Rewrite the records between the lines holding "Find every instance of the flat" and "<point>612,450</point>", inclusive, replacing "flat screen monitor" with "computer display" and leaving everything else unchanged. Output only those lines.

**Information given**.
-- begin --

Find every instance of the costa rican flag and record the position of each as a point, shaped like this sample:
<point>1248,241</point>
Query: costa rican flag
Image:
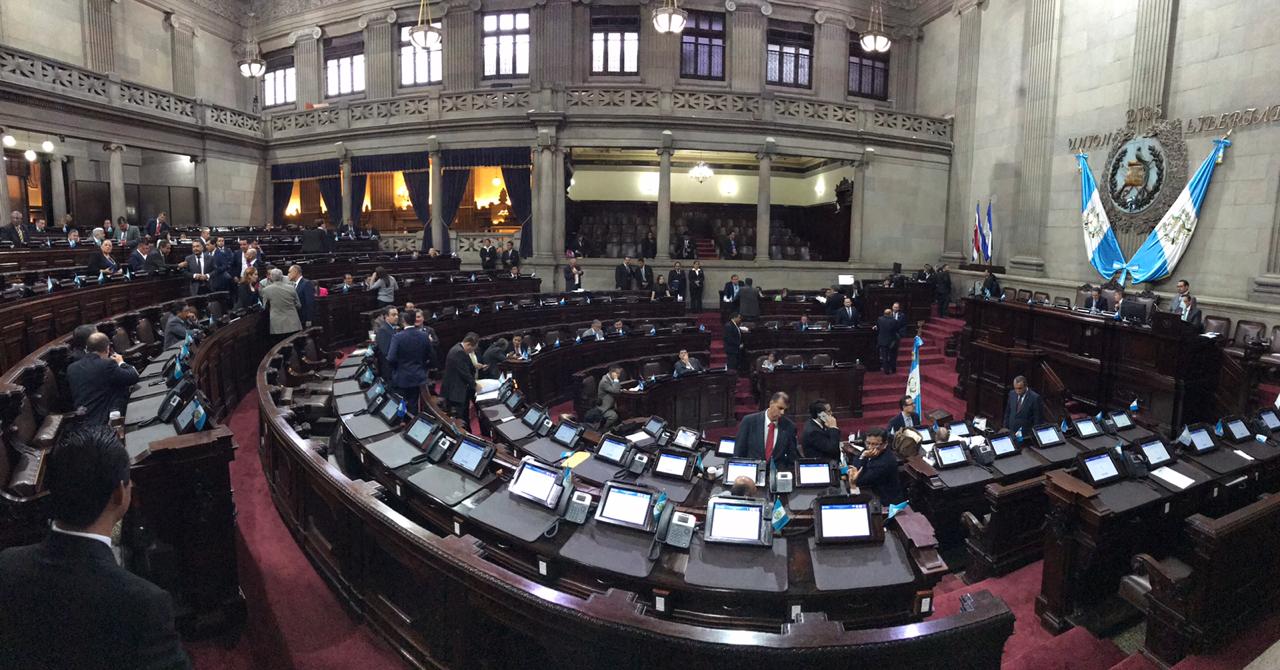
<point>1100,240</point>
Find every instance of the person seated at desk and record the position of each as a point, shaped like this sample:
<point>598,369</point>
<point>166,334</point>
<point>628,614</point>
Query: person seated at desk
<point>100,382</point>
<point>905,418</point>
<point>685,364</point>
<point>1022,409</point>
<point>821,433</point>
<point>594,332</point>
<point>67,601</point>
<point>1096,301</point>
<point>848,314</point>
<point>876,469</point>
<point>768,434</point>
<point>103,263</point>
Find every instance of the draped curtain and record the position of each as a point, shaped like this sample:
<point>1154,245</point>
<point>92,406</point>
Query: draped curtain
<point>521,195</point>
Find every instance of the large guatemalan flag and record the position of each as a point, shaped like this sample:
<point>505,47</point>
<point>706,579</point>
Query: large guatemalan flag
<point>1100,240</point>
<point>1165,246</point>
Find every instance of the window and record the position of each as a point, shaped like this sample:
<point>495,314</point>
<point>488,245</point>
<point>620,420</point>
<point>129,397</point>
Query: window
<point>615,41</point>
<point>280,82</point>
<point>506,45</point>
<point>789,54</point>
<point>419,65</point>
<point>344,64</point>
<point>868,71</point>
<point>702,46</point>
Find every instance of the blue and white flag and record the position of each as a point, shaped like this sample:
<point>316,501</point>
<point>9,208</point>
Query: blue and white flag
<point>913,378</point>
<point>1165,246</point>
<point>1100,240</point>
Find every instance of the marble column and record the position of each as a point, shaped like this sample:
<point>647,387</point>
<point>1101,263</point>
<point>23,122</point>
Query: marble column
<point>115,178</point>
<point>763,200</point>
<point>1042,24</point>
<point>664,153</point>
<point>959,196</point>
<point>382,48</point>
<point>306,60</point>
<point>182,44</point>
<point>99,36</point>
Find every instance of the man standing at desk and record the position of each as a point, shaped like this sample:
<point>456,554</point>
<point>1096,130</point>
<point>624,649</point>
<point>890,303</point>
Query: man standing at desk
<point>768,434</point>
<point>1022,408</point>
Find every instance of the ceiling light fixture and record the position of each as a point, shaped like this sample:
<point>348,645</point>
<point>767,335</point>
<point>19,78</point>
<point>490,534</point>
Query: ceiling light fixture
<point>874,39</point>
<point>670,17</point>
<point>425,35</point>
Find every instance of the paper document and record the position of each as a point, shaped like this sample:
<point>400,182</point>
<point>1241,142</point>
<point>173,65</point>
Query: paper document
<point>1173,477</point>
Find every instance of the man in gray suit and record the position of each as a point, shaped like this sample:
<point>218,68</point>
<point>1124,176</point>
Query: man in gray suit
<point>611,384</point>
<point>280,300</point>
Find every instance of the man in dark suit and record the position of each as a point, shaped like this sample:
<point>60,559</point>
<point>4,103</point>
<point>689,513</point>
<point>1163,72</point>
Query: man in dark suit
<point>886,338</point>
<point>624,277</point>
<point>67,602</point>
<point>1022,408</point>
<point>100,382</point>
<point>410,356</point>
<point>821,433</point>
<point>314,238</point>
<point>905,418</point>
<point>734,341</point>
<point>488,255</point>
<point>306,295</point>
<point>200,269</point>
<point>848,314</point>
<point>460,378</point>
<point>768,434</point>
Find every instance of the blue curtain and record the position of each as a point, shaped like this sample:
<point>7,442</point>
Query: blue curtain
<point>357,199</point>
<point>452,186</point>
<point>521,195</point>
<point>419,186</point>
<point>330,190</point>
<point>280,192</point>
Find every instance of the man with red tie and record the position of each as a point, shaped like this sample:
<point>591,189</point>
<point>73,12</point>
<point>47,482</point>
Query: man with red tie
<point>768,434</point>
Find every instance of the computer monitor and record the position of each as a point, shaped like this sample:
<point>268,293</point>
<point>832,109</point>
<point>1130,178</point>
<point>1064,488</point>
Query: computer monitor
<point>685,438</point>
<point>813,473</point>
<point>612,449</point>
<point>1100,468</point>
<point>538,482</point>
<point>842,519</point>
<point>626,506</point>
<point>736,522</point>
<point>1004,446</point>
<point>1087,428</point>
<point>470,456</point>
<point>1156,454</point>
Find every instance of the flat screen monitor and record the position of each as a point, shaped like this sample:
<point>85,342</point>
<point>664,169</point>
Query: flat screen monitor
<point>1004,446</point>
<point>1101,468</point>
<point>1087,428</point>
<point>951,455</point>
<point>1156,454</point>
<point>735,522</point>
<point>626,506</point>
<point>844,522</point>
<point>813,474</point>
<point>1047,436</point>
<point>1202,441</point>
<point>685,438</point>
<point>612,450</point>
<point>536,482</point>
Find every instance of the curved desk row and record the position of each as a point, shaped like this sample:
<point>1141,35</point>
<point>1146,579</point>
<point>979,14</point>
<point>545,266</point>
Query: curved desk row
<point>449,589</point>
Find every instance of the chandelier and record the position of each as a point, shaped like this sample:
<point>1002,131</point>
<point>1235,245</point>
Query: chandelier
<point>670,17</point>
<point>874,39</point>
<point>425,35</point>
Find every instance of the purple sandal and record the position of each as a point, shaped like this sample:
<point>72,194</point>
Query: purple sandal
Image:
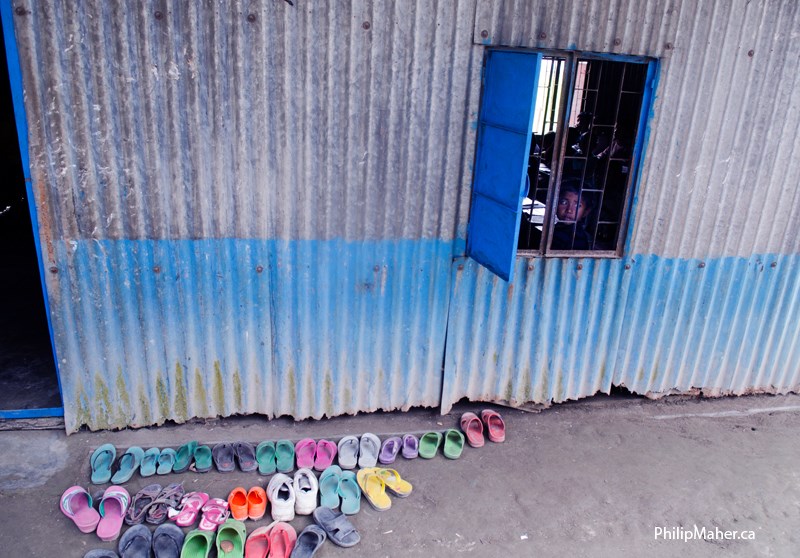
<point>410,446</point>
<point>140,504</point>
<point>390,449</point>
<point>170,497</point>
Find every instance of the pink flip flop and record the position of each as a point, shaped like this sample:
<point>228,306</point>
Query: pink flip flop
<point>282,537</point>
<point>326,451</point>
<point>113,507</point>
<point>76,503</point>
<point>473,429</point>
<point>190,506</point>
<point>304,452</point>
<point>494,425</point>
<point>215,512</point>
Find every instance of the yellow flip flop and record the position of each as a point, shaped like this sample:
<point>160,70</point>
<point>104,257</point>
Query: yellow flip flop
<point>395,483</point>
<point>373,487</point>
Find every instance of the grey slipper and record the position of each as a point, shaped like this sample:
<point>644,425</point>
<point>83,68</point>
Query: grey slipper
<point>308,542</point>
<point>223,455</point>
<point>348,452</point>
<point>246,456</point>
<point>368,451</point>
<point>136,542</point>
<point>336,525</point>
<point>167,541</point>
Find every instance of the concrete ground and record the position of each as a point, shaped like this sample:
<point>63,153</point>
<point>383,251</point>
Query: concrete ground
<point>591,478</point>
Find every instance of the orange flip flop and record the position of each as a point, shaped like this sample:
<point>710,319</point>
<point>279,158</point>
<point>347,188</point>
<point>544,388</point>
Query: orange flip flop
<point>256,503</point>
<point>473,428</point>
<point>494,425</point>
<point>237,503</point>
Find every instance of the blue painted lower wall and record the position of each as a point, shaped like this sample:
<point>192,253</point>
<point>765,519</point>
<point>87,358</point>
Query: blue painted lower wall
<point>148,331</point>
<point>568,328</point>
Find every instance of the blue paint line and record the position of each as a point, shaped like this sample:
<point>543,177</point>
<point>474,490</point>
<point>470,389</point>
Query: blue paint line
<point>646,115</point>
<point>33,413</point>
<point>21,119</point>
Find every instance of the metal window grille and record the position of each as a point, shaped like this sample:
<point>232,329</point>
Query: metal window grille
<point>585,127</point>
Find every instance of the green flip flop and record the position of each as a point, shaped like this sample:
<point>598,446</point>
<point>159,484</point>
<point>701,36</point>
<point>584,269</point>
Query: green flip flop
<point>230,539</point>
<point>184,457</point>
<point>350,493</point>
<point>128,464</point>
<point>101,461</point>
<point>149,462</point>
<point>197,544</point>
<point>428,444</point>
<point>202,459</point>
<point>265,455</point>
<point>166,461</point>
<point>453,444</point>
<point>284,456</point>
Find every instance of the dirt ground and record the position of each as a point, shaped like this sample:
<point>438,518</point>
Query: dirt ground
<point>597,477</point>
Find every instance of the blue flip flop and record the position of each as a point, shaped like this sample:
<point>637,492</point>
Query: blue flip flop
<point>184,457</point>
<point>101,461</point>
<point>166,460</point>
<point>128,464</point>
<point>149,462</point>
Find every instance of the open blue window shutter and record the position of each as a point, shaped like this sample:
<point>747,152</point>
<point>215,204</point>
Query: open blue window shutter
<point>501,161</point>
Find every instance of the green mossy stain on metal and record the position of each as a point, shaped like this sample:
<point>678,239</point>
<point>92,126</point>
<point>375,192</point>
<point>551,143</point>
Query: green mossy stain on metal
<point>219,389</point>
<point>602,375</point>
<point>102,405</point>
<point>82,414</point>
<point>144,403</point>
<point>526,384</point>
<point>237,391</point>
<point>200,394</point>
<point>559,386</point>
<point>124,410</point>
<point>163,398</point>
<point>309,392</point>
<point>329,408</point>
<point>292,381</point>
<point>181,406</point>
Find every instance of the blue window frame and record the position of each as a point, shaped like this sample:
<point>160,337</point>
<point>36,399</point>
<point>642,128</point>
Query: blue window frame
<point>560,140</point>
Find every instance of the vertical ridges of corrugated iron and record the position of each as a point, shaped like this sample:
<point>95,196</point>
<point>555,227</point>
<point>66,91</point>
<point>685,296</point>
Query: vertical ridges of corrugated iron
<point>570,328</point>
<point>239,192</point>
<point>313,121</point>
<point>722,143</point>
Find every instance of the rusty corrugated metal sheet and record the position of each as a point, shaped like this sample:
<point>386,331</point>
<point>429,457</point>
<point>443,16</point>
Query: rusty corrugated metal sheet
<point>568,328</point>
<point>720,170</point>
<point>696,305</point>
<point>251,206</point>
<point>699,306</point>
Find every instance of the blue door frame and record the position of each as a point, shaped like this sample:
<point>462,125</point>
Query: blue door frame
<point>15,80</point>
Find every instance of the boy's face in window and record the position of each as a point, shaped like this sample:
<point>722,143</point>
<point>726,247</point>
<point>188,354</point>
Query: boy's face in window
<point>570,207</point>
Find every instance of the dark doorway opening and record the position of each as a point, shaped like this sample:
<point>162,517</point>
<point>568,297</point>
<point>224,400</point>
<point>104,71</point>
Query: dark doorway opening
<point>28,380</point>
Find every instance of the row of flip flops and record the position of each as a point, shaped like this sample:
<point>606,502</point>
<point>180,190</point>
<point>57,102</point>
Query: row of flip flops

-- end --

**Finished exercise**.
Find every instance of the computer display and record the position of each as a point, shaped like this sample:
<point>85,342</point>
<point>664,169</point>
Query: computer display
<point>1004,446</point>
<point>1101,468</point>
<point>1087,428</point>
<point>951,455</point>
<point>1156,454</point>
<point>735,522</point>
<point>626,506</point>
<point>844,522</point>
<point>813,474</point>
<point>1047,436</point>
<point>1202,441</point>
<point>685,438</point>
<point>612,450</point>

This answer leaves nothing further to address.